begin Entries provided

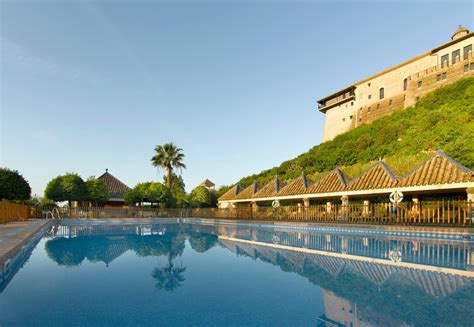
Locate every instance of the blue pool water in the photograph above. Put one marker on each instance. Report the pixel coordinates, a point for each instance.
(190, 273)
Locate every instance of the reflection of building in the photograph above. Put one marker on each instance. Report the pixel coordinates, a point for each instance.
(364, 293)
(116, 189)
(399, 86)
(341, 312)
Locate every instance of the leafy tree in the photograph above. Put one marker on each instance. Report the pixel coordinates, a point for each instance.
(168, 157)
(69, 187)
(96, 191)
(157, 193)
(201, 196)
(178, 192)
(13, 186)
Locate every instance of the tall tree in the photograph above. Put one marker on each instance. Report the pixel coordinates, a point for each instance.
(69, 187)
(201, 196)
(168, 157)
(13, 186)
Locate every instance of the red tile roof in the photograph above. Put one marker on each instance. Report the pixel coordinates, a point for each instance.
(376, 176)
(333, 181)
(271, 189)
(116, 188)
(297, 186)
(231, 194)
(249, 191)
(438, 169)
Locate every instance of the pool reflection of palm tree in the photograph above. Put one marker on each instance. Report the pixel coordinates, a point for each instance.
(170, 277)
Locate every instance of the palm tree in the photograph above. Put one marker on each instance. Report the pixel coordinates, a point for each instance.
(168, 156)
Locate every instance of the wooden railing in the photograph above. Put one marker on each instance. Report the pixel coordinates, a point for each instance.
(452, 212)
(440, 213)
(13, 212)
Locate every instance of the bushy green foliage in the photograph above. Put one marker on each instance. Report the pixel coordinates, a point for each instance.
(151, 192)
(179, 197)
(201, 197)
(444, 118)
(13, 186)
(96, 191)
(69, 187)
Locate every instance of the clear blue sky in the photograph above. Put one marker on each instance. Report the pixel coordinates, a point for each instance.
(89, 85)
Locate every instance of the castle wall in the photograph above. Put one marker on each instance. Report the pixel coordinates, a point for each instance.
(423, 74)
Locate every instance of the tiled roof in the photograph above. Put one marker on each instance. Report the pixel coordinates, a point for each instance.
(231, 193)
(207, 183)
(297, 186)
(271, 189)
(375, 177)
(438, 169)
(116, 188)
(333, 181)
(249, 191)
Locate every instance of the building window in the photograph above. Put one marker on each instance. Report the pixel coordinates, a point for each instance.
(456, 56)
(444, 60)
(466, 51)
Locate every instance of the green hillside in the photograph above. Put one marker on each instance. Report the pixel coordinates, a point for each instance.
(443, 118)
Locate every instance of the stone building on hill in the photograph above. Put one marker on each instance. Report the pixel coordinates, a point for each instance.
(399, 86)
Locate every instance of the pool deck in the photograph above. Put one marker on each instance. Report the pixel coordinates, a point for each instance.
(15, 235)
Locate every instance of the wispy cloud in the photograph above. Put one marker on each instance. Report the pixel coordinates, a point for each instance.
(43, 137)
(13, 53)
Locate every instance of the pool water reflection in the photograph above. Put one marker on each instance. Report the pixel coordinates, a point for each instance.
(193, 274)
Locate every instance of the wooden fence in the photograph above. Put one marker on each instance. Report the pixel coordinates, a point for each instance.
(441, 213)
(13, 212)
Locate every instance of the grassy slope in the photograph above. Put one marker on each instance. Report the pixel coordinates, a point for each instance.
(443, 118)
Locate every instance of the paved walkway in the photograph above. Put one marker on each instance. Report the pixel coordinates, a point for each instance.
(14, 235)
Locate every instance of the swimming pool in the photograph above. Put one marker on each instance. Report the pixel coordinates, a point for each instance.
(197, 273)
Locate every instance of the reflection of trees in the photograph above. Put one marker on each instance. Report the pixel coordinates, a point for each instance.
(64, 252)
(170, 277)
(201, 242)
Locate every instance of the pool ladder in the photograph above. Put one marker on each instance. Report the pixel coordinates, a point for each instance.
(52, 212)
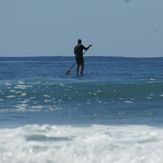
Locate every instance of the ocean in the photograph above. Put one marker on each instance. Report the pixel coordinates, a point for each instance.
(111, 114)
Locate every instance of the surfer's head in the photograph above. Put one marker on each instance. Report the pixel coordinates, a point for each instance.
(79, 41)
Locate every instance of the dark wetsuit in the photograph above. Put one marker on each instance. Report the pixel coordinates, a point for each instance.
(78, 51)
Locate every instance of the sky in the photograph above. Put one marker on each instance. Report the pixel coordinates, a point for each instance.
(127, 28)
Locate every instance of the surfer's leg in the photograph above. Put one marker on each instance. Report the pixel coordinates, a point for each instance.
(82, 68)
(77, 69)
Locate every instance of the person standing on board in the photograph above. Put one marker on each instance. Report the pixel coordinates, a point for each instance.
(78, 51)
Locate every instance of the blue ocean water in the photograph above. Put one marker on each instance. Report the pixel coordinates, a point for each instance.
(117, 106)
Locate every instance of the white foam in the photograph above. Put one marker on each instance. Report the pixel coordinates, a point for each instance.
(94, 144)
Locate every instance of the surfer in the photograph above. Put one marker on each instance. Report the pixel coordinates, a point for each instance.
(78, 51)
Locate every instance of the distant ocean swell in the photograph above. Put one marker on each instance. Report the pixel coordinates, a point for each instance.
(83, 102)
(101, 92)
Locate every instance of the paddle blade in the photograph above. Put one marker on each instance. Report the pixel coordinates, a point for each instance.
(68, 72)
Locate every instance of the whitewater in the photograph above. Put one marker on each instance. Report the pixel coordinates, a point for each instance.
(114, 113)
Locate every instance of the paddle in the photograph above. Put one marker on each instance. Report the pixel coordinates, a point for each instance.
(68, 72)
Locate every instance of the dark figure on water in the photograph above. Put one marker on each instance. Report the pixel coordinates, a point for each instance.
(78, 51)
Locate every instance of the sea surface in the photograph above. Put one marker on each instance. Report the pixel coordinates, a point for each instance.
(111, 114)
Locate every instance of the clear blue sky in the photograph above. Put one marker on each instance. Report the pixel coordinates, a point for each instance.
(129, 28)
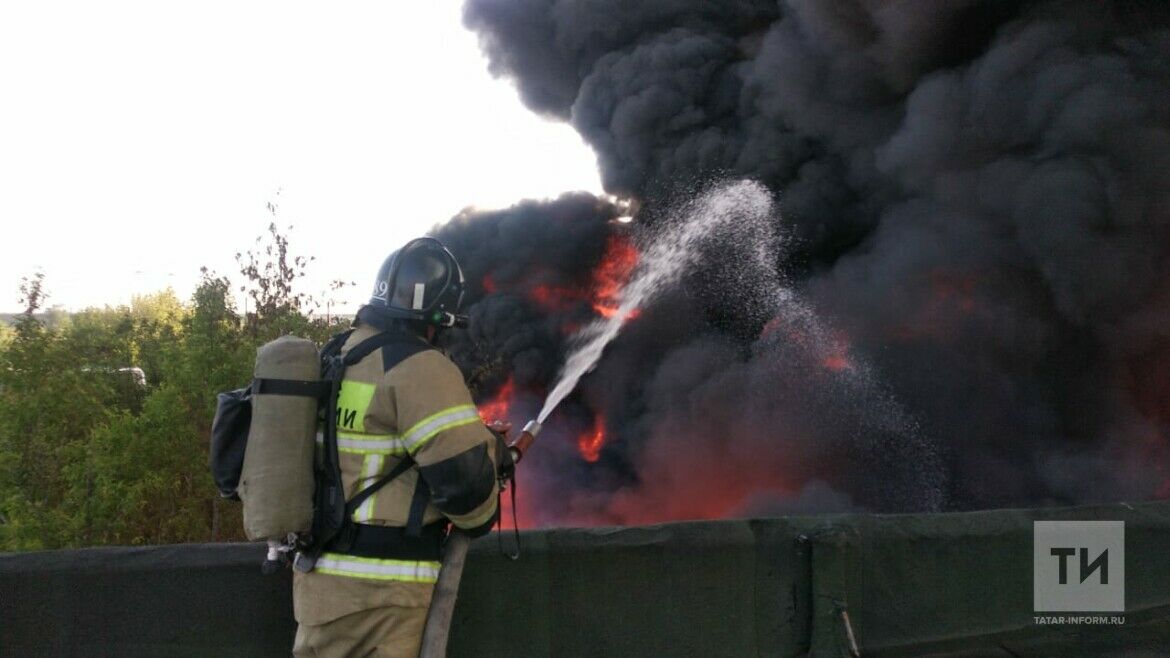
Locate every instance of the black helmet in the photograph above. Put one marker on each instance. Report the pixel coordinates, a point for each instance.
(421, 281)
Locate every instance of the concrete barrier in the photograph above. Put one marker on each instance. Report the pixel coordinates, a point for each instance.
(949, 584)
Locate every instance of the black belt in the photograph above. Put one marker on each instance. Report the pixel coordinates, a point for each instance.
(387, 542)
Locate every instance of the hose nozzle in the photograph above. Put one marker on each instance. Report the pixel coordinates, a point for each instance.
(525, 438)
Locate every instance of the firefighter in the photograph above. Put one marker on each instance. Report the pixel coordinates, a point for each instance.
(403, 402)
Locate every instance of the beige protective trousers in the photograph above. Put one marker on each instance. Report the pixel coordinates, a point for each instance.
(379, 632)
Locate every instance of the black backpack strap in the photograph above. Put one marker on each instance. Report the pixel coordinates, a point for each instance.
(403, 466)
(334, 345)
(396, 347)
(418, 507)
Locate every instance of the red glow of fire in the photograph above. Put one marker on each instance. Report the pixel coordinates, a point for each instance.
(952, 296)
(496, 409)
(591, 441)
(838, 357)
(612, 274)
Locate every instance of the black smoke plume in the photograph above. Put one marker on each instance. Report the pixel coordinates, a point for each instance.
(978, 194)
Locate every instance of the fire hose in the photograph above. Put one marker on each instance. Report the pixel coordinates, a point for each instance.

end Entries provided

Transcribe the full listing above exactly, with the images removed.

Locate every instance of the blue pool water in the photograph above. Put one marker on each instance. Report the pixel coordinates, a point for each instance.
(190, 273)
Locate every instance of the reflection of building in the photograph above. Put one marker on each instance. Report the pixel coordinates, a point for each instance.
(364, 293)
(116, 189)
(399, 86)
(341, 312)
Locate every instance of the leafy tree in the photograph above. Put one marker on each instance. Report the pixel coordinates, a point for each instance.
(168, 157)
(69, 187)
(96, 191)
(157, 193)
(201, 196)
(178, 192)
(13, 186)
Locate every instance of the tall tree in the photograph above. Put one marker on each instance. Report the pixel coordinates, a point for each instance.
(69, 187)
(201, 196)
(168, 157)
(13, 186)
Locate every instance of the red tile roof in the photograph above. Put one marker on each instance. Report the pixel coordinates, a point for each instance.
(376, 176)
(333, 181)
(271, 189)
(116, 188)
(297, 186)
(231, 194)
(249, 191)
(438, 169)
Locate every instance of the pool reflection of palm tree in the photograph above. Put one marker on each instance. Report the pixel coordinates, a point for each instance.
(170, 277)
Locate every instance of the palm tree in the photograph above. Put one marker on each instance. Report the pixel coordinates, a point for each instance.
(168, 156)
Locate every instance of the wooden railing in the photograph above. Put one marker on each instance. Report the pixel coordinates, a point for each instance.
(452, 212)
(440, 213)
(13, 212)
Locate every instance of the bushy green foliage in the photograph above. Put one marker on each instance. Report the pixel coordinates, a point for each instance.
(151, 192)
(179, 197)
(201, 197)
(444, 118)
(13, 186)
(96, 191)
(69, 187)
Locate every instance of the clear blue sky in the photograph above. Put one marker on each instance. Report the pixel coordinates, a point for each instance.
(89, 85)
Locate every instance of the castle wall in the photograph above. Put one marker on each instance. Report the pixel coordinates, a point for each instance.
(423, 74)
Locate every instance of the tiled roof in the photograph above. Put one marker on each instance. Report the pixel coordinates, a point for each instance.
(231, 193)
(207, 183)
(297, 186)
(271, 189)
(375, 177)
(438, 169)
(116, 188)
(333, 181)
(249, 191)
Locate every instance of the building window in the photograph above. Put one marker on each instance. Report the pixel coordinates, a point for each instance.
(456, 56)
(444, 60)
(466, 51)
Locate every instance of the green hillside in the photograph above. Put one marker on each instance. Report the pixel coordinates, a point for each instance.
(443, 118)
Locate every instance of the stone building on hill in the photograph above. Put one marker on each instance. Report the pixel coordinates, a point for each instance.
(399, 86)
Locate every instance of the pool deck in the photograph above. Put one marker on each instance. Report the pixel coordinates, a point for each instance.
(15, 235)
Locate every instance of the wispy cloud in the photograph above. Put one marker on each instance. Report the pixel coordinates, a point for each instance.
(43, 137)
(13, 53)
Locate every instance of the pool water reflection in the photograph above. Put one marker on each instance. Report the pixel coordinates, a point for each instance.
(193, 274)
Locate every instance of the wooden fence in the photograph above. Put one marker on each instance. Report the pixel coordinates, a point for each instance.
(441, 213)
(13, 212)
Locate every instance of the grassy slope in the photograph above. Put one marker on each instance. Report the pixel coordinates, a point for each instance.
(443, 118)
Locate every instance of the paved walkway in the photograph above. Put one marker on each instance. Report the pixel coordinates, a point for each instance.
(14, 235)
Locate every instance of the swimming pool in the photograph above. Put one marker on each instance. Report the pixel coordinates, a point for each instance.
(197, 273)
Locate every instance of the reflection of trees in the photograph above. Put one marker on each instance. Report the pixel coordinates, a point for each instance.
(64, 252)
(170, 277)
(201, 242)
Locate every instance of the pool ladder in the photograph above. Put one marker on each instance. Report the pixel coordinates, a point for each instance.
(52, 212)
Locate every instance of the ocean in the photograph above. Put one marker on each instance. Report the pixel coordinates, a point for each instance.
(111, 114)
Locate every instance of the surfer's head in the photograph above. Put one marker on each instance. Report the pixel coordinates, a point for each instance.
(79, 41)
Locate every instance of the dark wetsuit in the photograph above. Put one marker on each instance. Report the pixel coordinates, a point for each instance.
(78, 51)
Locate every instance of the sky in the photograph above. Put one marker on each instance. Report the pixel coordinates, a point for each instance.
(127, 28)
Locate every instance of the surfer's leg in the photograph above. Put one marker on each instance. Report the pixel coordinates, a point for each instance.
(82, 68)
(77, 69)
Locate every instance of the person standing on board in the photograph above. Put one marker on each instance. Report the pixel coordinates, a point for each instance.
(78, 51)
Locate every instance of the blue ocean water in the photograph above. Put one marker on each instance. Report the pixel coordinates, a point for each instance.
(117, 106)
Locate every instance of the white foam in the photograph above. Put one marker on each instance. Report the pixel coordinates, a point for each instance.
(94, 144)
Locate every instance of the surfer in the photograph above. Put one marker on each instance. Report the pixel coordinates, a point for each instance.
(78, 51)
Locate every instance of the distant ocean swell in the photograph above. Put one marker on each instance. Report the pixel coordinates, a point for each instance.
(83, 102)
(101, 92)
Locate every instance of the paddle blade in the photograph above. Put one marker on each instance. Report the pixel coordinates, a point for each instance.
(68, 72)
Locate every instance of the whitewater in the photograph above. Put one marker on each instance. Report the pixel coordinates, a point for each instance.
(114, 113)
Locate every instance of the paddle in the photograph above. Put one marker on each instance. Report the pixel coordinates, a point for each instance.
(68, 72)
Locate every instance of the dark figure on water in the photograph above. Put one marker on each instance. Report the pixel coordinates, a point for each instance.
(78, 51)
Locate every instance of the sea surface in the photograph above. Put one marker on each instance. Report the pixel coordinates, a point for each instance.
(111, 114)
Locate every instance of the clear blue sky in the photograph above. Put one marker on each instance. Report the pixel coordinates, a point for each instance.
(129, 28)
Locate every instance of the black helmet in the photograph above. Put one marker on each instance. Report the pixel coordinates, a point for each instance.
(421, 281)
Locate every instance of the concrete barrier in the photograph above. Put one marker on each instance. Report the pixel coordinates, a point for each instance.
(949, 584)
Locate every instance of the black belt in the photograph above. Put one marker on each instance. Report the pixel coordinates, a point for each instance.
(387, 542)
Locate every instance of the hose nozzle in the photograph above. Put one marker on each instance. Report the pixel coordinates, a point for each instance.
(525, 438)
Locate every instance of the firefighter in the photograph above. Put one marker on each instance. Report the pixel coordinates, a point for each instance.
(403, 402)
Locate every instance of the beige protective trousers in the photograph above. Put one marker on each instance. Report the pixel coordinates, a point for each instance.
(379, 632)
Locate every instance of the black backpack strap in the photograph above. Put one marker on each instance. Report the pixel coordinates, a point for each instance.
(403, 466)
(334, 345)
(396, 347)
(418, 507)
Locate every instance of the red glow of fire in the photograph above. Put one marker on each instance. Report the pixel coordinates, a point for each instance.
(952, 296)
(496, 409)
(591, 441)
(838, 357)
(612, 274)
Locate every instance of the black smoke plume in the photograph above. Put one marker on each instance. Report the pixel coordinates, a point for each instance.
(978, 194)
Locate every instance of the fire hose in the photograph above. Put one marker on each instance. Report the pixel coordinates, a point for each instance.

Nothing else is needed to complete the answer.